(Extract provided):
□ □ □ □ □
Monday, December 1, 2014

New Striped Bass Regulation Plan Flawed

               Likely you have read the news about possible striped bass conservation measures adopted by the Atlantic States Marine Fisheries Council last fall in Mystic Connecticut at their annual meeting. The short news is a 25 percent decrease in recreational and 20.5 percent decrease in commercial take.  All sounds good, right? Well I am sorry to report that’s not necessarily the case. Striped bass are still in trouble and the ASMFC actions aren't going to help that much. The reason for me saying that is a lengthy subject, too long for this forum. So, I suggest you go to:  for a lengthy, spot on analysis of the subject. If you are honestly concerned for the future of striped bass fishing in Maine, read the entire blog. Take the time to absorb the contents to understand the complexity of the system.

                The accompanying photo is typical of what happens south of Maine. Those fish are all mature, breeding age female striped bass.  This type of action is likely to continue in the near future despite the devious actions instituted by the Atlantic States Marine Fisheries Council. If you believe the system is rigged in favor of killing versus conservation, you are correct. What can you do to turn the tide? I am miffed on the subject after spending years of concentrated effort to do so. So called conservation organizations continue to be on the debating team rather than getting on the field of play to accomplish a win in favor of conservation. I dislike saying that, but after years of participating with such groups and devoting much time studying, lobbying and attending meetings that likely had the fix already in; I have become jaded.
□ □ □ □ □
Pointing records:
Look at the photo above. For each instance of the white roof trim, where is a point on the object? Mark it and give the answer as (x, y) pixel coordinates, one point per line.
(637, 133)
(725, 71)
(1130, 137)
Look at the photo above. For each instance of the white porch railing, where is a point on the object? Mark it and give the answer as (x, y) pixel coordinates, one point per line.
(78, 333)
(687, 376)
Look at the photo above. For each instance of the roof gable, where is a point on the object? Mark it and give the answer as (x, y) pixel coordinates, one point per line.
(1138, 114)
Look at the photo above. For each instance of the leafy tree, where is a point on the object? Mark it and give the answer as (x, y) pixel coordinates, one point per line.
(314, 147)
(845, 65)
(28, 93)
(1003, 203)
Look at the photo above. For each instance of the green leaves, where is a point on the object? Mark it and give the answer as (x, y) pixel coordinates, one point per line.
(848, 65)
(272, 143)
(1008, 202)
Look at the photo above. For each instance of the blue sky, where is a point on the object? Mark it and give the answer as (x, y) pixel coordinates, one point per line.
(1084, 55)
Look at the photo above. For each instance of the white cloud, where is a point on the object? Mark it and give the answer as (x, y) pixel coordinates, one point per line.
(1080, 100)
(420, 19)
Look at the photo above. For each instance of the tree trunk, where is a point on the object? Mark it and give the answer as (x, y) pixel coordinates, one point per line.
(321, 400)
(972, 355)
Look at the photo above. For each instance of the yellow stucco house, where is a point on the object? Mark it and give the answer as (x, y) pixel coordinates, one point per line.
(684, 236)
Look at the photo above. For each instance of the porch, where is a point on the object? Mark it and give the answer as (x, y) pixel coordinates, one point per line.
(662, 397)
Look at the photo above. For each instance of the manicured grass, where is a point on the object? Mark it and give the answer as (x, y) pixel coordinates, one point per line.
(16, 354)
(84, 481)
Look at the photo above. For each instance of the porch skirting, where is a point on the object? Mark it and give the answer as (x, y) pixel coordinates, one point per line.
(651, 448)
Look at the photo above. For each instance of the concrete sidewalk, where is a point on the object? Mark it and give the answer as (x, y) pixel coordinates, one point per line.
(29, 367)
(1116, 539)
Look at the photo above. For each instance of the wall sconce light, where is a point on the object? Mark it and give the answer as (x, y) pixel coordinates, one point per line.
□ □ □ □ □
(Exercise details):
Repeat, word for word, the stretch of the post on striped bass regulation from "New Striped Bass" through "of the system.".

(Answer to this problem):
New Striped Bass Regulation Plan Flawed

               Likely you have read the news about possible striped bass conservation measures adopted by the Atlantic States Marine Fisheries Council last fall in Mystic Connecticut at their annual meeting. The short news is a 25 percent decrease in recreational and 20.5 percent decrease in commercial take.  All sounds good, right? Well I am sorry to report that’s not necessarily the case. Striped bass are still in trouble and the ASMFC actions aren't going to help that much. The reason for me saying that is a lengthy subject, too long for this forum. So, I suggest you go to:  for a lengthy, spot on analysis of the subject. If you are honestly concerned for the future of striped bass fishing in Maine, read the entire blog. Take the time to absorb the contents to understand the complexity of the system.